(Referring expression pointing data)

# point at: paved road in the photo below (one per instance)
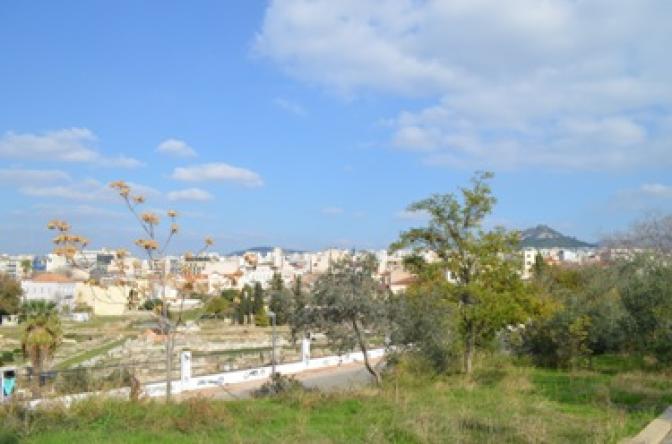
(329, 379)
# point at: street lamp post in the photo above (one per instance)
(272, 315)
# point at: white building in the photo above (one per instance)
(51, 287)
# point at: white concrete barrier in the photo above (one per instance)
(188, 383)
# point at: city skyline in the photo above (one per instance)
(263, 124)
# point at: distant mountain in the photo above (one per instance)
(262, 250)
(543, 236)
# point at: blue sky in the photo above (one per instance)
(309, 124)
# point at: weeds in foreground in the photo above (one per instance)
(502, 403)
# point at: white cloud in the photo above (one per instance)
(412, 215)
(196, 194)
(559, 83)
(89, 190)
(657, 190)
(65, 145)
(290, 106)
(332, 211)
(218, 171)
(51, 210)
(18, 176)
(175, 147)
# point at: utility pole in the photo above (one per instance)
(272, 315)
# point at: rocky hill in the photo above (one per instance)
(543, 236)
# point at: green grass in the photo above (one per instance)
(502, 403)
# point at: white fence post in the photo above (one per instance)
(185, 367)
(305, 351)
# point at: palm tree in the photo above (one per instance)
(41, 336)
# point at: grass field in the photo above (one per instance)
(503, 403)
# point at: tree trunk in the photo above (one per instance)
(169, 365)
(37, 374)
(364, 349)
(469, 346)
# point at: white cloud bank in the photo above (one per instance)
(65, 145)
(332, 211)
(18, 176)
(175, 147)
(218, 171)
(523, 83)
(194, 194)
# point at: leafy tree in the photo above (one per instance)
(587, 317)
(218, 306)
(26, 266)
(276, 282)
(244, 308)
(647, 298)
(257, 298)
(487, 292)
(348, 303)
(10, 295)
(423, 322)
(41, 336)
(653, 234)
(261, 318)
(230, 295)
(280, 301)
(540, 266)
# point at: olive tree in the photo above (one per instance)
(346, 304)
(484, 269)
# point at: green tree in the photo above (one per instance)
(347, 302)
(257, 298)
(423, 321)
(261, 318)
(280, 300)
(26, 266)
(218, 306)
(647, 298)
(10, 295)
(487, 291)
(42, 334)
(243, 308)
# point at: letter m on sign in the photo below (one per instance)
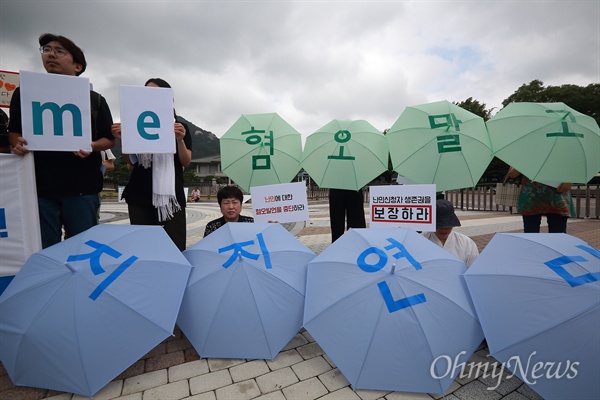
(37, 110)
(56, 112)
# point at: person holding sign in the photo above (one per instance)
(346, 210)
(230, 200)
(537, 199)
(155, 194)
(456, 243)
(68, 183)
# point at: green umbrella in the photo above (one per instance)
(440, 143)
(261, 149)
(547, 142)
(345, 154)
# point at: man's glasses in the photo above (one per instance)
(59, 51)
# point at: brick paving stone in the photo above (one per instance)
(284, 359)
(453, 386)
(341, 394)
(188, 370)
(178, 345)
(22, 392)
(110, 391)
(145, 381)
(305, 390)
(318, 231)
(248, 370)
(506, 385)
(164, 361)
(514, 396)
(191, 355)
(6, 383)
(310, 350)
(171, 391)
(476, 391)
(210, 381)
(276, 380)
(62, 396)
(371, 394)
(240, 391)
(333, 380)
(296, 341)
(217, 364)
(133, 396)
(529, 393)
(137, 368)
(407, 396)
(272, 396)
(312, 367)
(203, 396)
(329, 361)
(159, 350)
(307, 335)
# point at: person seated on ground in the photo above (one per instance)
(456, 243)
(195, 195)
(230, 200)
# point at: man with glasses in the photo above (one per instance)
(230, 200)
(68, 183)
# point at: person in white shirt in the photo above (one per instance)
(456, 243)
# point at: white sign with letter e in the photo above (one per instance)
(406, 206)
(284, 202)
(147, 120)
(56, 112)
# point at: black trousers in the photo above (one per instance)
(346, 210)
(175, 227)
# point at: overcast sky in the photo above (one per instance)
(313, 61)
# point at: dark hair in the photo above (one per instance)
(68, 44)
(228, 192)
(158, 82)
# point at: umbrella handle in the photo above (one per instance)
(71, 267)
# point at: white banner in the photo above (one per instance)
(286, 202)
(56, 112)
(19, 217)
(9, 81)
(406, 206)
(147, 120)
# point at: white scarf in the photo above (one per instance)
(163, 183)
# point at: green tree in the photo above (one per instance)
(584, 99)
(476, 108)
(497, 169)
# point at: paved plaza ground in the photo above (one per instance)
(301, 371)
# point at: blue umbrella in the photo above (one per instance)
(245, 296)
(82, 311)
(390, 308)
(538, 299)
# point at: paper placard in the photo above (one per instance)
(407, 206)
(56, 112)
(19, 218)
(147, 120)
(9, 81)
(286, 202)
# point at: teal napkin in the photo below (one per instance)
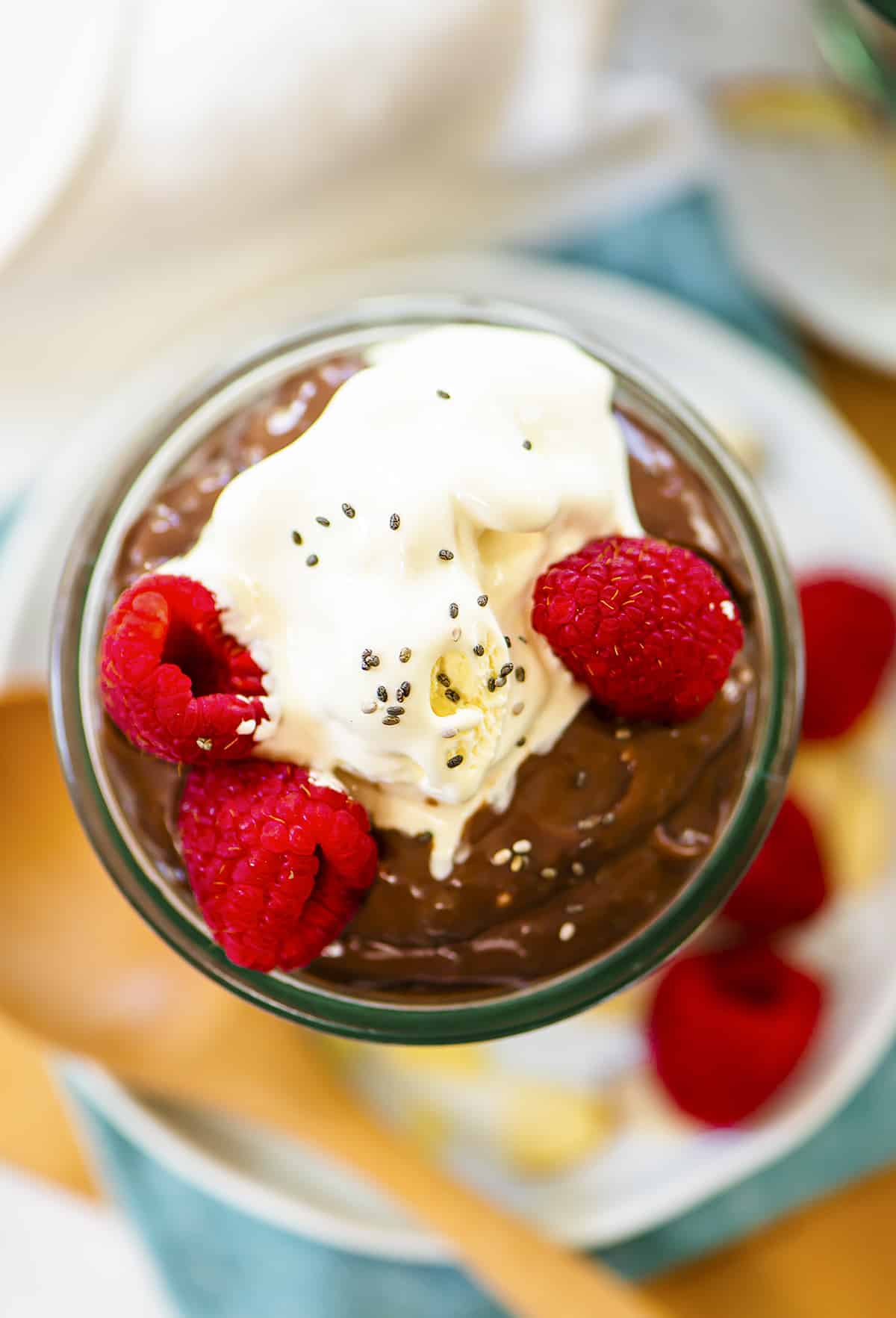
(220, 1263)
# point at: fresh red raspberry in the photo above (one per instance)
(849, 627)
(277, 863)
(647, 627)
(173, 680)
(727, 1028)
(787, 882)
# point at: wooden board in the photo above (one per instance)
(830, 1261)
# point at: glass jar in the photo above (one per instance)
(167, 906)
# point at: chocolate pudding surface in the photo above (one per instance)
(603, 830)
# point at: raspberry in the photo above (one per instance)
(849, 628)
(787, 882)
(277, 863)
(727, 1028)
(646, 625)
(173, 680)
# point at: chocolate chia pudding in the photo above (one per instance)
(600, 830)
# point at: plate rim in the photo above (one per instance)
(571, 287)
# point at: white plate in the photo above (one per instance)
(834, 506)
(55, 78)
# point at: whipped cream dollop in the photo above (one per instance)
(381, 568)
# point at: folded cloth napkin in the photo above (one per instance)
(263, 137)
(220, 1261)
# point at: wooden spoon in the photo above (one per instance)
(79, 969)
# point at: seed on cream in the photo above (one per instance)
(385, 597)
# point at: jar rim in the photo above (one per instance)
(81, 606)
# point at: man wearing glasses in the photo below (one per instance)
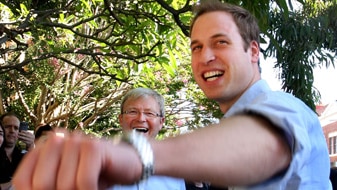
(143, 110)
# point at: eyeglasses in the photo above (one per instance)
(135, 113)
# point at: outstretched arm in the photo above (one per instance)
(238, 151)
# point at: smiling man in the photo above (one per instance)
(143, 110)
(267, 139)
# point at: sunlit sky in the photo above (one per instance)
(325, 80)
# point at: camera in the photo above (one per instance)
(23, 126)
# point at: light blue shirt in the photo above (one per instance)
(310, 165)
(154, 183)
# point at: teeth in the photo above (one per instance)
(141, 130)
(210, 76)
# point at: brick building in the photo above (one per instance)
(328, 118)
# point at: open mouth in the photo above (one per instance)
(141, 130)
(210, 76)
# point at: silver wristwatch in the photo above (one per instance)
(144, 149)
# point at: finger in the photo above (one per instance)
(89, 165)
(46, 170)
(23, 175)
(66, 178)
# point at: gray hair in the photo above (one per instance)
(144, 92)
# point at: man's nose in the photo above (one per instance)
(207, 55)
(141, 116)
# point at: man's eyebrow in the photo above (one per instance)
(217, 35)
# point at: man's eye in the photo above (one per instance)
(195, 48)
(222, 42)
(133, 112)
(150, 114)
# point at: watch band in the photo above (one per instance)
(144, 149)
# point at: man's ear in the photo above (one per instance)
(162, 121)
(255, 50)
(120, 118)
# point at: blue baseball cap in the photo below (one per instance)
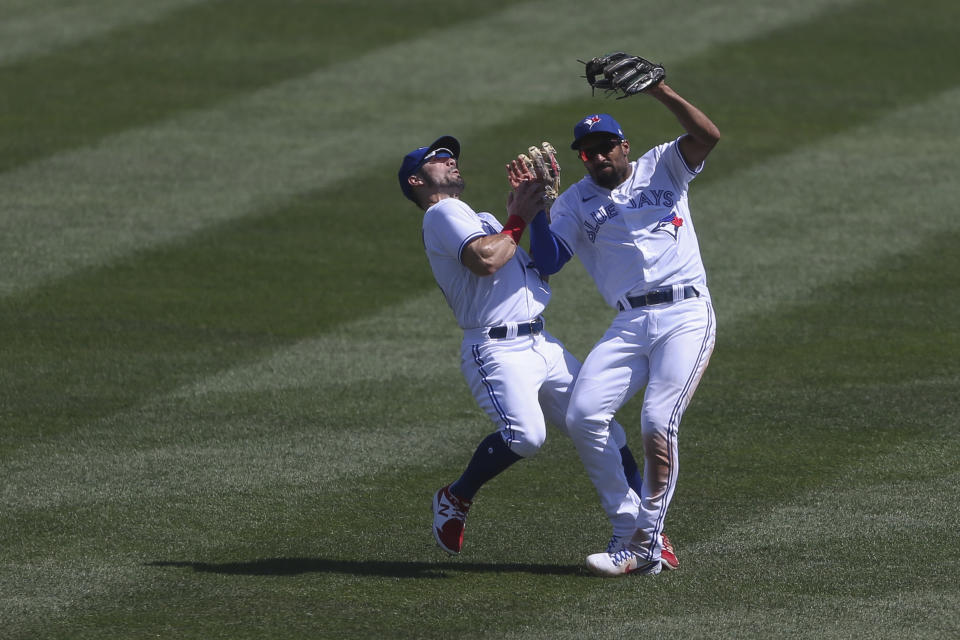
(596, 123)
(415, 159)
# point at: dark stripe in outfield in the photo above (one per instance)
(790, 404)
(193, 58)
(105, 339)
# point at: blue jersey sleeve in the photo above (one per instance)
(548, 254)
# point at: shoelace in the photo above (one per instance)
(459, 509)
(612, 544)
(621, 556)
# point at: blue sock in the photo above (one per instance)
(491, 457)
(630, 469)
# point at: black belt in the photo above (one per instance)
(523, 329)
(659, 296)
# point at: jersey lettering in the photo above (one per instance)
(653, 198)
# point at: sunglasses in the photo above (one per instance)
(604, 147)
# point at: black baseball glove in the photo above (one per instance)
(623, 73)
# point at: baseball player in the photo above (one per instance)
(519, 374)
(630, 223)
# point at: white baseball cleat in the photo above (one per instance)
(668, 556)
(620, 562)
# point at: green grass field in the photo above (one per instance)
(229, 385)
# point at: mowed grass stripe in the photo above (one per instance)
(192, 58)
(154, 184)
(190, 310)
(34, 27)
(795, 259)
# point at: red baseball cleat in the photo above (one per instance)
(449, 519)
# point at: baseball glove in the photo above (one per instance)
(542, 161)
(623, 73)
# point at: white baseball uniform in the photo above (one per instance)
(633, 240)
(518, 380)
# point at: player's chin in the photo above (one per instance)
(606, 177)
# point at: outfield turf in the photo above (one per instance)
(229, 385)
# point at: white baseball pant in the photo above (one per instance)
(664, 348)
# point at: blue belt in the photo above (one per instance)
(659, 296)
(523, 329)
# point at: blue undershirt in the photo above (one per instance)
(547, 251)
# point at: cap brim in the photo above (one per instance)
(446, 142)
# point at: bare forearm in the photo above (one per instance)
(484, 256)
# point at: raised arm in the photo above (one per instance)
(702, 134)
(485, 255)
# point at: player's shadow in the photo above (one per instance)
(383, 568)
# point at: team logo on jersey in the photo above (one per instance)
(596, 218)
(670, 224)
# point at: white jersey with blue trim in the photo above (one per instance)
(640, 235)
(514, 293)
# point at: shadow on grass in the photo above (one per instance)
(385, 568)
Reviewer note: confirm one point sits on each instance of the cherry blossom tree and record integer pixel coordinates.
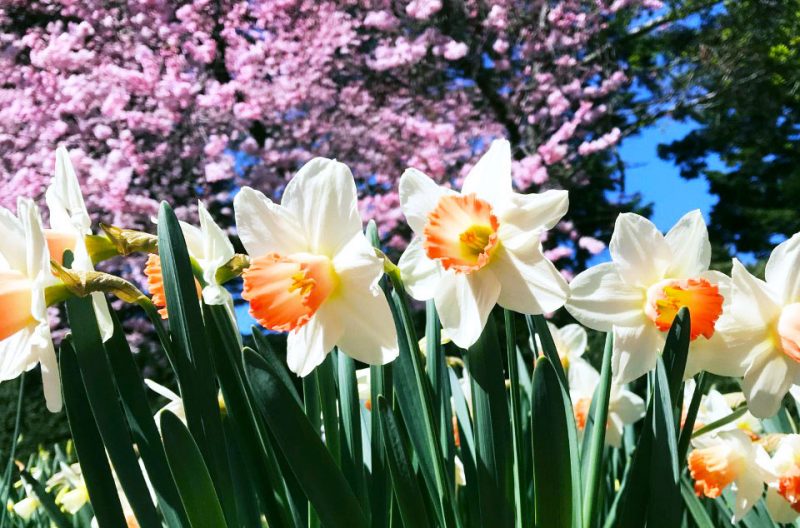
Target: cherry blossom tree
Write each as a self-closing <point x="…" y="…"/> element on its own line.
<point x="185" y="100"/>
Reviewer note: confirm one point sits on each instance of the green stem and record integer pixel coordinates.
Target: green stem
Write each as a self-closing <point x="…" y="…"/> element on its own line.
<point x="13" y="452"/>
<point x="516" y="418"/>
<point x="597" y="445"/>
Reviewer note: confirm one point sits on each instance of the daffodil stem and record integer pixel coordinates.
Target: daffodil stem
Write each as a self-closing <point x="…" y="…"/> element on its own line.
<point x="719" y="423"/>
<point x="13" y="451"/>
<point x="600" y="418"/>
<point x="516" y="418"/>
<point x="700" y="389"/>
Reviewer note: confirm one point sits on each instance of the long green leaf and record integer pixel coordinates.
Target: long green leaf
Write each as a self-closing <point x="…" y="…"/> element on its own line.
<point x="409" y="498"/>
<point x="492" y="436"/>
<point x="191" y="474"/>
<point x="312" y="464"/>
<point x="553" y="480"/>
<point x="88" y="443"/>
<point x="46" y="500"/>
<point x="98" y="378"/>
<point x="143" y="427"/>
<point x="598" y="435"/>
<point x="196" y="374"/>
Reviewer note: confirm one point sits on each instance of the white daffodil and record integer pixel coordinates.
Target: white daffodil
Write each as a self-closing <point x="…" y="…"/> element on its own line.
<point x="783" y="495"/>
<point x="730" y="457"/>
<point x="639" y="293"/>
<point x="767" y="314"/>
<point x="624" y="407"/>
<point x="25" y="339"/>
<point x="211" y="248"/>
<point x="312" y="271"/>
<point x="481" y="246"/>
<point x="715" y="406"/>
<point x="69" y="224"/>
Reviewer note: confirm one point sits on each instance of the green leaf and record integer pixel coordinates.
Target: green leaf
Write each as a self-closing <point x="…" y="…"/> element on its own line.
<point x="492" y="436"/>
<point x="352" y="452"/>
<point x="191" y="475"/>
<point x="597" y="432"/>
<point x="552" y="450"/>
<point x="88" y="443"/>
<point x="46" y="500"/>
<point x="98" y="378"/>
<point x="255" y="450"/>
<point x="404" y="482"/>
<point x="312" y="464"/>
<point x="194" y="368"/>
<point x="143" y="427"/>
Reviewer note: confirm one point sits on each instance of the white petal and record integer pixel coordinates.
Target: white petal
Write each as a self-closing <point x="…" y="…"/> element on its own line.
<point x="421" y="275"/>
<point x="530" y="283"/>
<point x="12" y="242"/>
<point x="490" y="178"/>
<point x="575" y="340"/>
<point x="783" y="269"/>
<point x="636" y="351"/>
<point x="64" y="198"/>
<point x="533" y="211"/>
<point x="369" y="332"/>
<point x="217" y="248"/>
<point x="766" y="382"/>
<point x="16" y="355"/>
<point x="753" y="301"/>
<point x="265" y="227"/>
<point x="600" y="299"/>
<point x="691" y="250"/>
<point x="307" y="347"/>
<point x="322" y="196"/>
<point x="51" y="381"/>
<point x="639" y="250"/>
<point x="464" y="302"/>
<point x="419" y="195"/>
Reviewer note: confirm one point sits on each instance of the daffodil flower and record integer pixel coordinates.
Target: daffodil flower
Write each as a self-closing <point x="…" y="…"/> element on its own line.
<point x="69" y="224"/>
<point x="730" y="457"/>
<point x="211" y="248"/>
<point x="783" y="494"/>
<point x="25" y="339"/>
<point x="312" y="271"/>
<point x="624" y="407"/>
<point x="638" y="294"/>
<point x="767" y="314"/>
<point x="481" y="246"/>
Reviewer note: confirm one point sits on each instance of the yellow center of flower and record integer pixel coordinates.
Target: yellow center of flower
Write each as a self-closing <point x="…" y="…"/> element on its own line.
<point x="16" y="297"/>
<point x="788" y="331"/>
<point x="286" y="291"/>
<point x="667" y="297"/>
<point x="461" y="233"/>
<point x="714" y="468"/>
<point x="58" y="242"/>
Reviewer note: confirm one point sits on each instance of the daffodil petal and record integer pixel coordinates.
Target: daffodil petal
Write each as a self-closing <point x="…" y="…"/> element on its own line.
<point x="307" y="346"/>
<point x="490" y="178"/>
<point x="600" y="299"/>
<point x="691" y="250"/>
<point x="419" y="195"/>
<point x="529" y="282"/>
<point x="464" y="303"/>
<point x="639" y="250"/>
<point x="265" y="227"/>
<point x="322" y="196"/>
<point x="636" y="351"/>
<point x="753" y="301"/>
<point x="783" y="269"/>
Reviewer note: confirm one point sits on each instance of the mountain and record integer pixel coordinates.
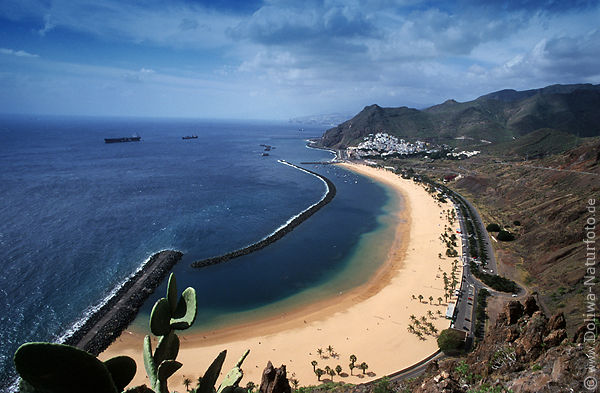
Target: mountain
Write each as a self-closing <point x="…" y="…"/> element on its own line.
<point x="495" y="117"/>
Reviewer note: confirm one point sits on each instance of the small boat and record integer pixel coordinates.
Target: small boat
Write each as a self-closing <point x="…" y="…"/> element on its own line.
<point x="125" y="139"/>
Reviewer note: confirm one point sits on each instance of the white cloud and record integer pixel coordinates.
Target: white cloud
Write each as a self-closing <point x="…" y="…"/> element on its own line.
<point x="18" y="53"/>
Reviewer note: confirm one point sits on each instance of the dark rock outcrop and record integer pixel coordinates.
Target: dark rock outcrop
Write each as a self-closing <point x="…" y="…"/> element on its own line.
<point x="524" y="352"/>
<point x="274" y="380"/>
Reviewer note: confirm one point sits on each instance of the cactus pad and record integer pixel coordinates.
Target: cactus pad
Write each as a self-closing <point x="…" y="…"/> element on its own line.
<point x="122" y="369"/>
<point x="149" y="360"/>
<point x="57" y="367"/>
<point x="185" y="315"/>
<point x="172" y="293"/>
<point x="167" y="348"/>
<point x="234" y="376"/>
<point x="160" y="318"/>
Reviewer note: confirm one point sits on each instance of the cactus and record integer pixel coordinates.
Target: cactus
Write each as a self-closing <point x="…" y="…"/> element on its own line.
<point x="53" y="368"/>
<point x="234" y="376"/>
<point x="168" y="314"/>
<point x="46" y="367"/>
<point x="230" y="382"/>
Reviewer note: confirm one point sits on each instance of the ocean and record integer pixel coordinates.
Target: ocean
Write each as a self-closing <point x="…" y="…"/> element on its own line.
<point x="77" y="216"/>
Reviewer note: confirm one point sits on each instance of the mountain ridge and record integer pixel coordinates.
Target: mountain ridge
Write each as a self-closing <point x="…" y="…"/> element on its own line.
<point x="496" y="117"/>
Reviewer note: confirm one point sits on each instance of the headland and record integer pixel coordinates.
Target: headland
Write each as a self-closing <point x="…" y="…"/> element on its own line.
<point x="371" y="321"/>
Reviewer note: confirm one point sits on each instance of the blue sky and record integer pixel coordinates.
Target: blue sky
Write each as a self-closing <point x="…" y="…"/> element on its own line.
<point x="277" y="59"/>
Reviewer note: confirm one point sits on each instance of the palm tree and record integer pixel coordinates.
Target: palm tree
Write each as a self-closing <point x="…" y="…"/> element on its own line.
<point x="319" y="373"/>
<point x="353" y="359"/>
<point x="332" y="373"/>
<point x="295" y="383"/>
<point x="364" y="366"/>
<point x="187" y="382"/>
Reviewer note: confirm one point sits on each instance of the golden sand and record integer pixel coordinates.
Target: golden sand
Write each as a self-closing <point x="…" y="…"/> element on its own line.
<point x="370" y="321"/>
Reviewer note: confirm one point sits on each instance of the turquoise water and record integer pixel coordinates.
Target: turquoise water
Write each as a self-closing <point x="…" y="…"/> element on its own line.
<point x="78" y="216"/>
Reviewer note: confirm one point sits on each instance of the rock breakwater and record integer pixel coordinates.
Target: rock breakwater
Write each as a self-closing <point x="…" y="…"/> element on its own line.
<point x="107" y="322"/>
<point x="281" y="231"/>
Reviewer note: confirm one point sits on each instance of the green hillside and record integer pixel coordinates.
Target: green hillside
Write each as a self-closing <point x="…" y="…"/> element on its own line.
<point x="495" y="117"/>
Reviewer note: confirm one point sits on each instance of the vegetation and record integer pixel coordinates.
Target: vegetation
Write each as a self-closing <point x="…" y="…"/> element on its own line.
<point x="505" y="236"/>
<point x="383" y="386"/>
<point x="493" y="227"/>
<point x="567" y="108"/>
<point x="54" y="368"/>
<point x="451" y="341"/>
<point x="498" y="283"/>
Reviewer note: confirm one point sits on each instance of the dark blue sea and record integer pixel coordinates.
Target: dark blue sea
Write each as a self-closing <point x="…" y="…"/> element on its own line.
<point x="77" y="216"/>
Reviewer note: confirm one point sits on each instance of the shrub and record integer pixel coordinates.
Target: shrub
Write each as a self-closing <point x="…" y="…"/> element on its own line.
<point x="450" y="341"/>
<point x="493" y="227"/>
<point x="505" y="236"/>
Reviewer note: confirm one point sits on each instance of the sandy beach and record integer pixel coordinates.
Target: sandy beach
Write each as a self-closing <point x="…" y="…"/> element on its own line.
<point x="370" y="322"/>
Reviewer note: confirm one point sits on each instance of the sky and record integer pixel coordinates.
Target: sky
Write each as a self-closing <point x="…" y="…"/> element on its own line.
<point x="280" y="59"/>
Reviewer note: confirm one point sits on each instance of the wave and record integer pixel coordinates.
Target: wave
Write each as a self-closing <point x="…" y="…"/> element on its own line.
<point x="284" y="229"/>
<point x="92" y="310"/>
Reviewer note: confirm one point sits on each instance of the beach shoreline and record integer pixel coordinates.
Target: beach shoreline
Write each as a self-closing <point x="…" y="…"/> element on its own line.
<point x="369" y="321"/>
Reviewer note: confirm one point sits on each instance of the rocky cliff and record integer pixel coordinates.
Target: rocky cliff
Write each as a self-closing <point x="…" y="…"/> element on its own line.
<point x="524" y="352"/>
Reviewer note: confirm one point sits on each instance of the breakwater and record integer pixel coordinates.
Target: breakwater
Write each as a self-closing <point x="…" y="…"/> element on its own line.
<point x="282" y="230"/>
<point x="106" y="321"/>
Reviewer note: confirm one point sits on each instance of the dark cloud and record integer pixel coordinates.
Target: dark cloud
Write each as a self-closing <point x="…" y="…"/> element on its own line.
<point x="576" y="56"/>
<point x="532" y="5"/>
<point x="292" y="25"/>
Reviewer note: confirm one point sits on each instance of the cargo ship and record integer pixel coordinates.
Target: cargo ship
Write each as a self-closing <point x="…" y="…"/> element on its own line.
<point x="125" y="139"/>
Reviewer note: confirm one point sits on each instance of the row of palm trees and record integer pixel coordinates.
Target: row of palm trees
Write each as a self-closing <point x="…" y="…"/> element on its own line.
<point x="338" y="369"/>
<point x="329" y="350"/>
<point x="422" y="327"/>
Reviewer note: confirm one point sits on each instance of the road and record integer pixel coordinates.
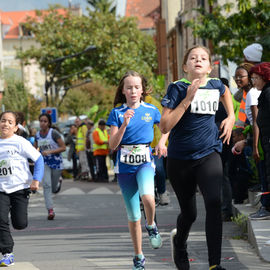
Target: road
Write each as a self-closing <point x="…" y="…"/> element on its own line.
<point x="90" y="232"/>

Try it — Looking above, find the stretch of lines that opens with the one holding "blossom tree and record integer pixel coordinates." and closes with the one holding "Target: long green leaf". Copy it exactly, pictures excluded.

Finished exercise —
Reviewer note: confirm one point sits on each instance of the cherry blossom tree and record integer pixel coordinates.
Target: cherry blossom tree
Write each as a self-closing <point x="…" y="…"/> element on its own line.
<point x="185" y="100"/>
Reviewer note: confirm one point sits on each instance of the green stem and record integer pixel coordinates.
Target: green stem
Write each as a self-closing <point x="…" y="…"/> element on its own line.
<point x="13" y="452"/>
<point x="516" y="418"/>
<point x="597" y="445"/>
Reviewer note: confirm one point sits on each instance of the daffodil stem and record integer pixel coordinates.
Target: daffodil stem
Write each as a self-closing <point x="…" y="…"/> element on its own line.
<point x="719" y="423"/>
<point x="13" y="451"/>
<point x="600" y="418"/>
<point x="516" y="418"/>
<point x="700" y="389"/>
Reviewer note: confirm one point sits on each instance of the long green leaf and record integer pixel coordinates.
Target: long green leaf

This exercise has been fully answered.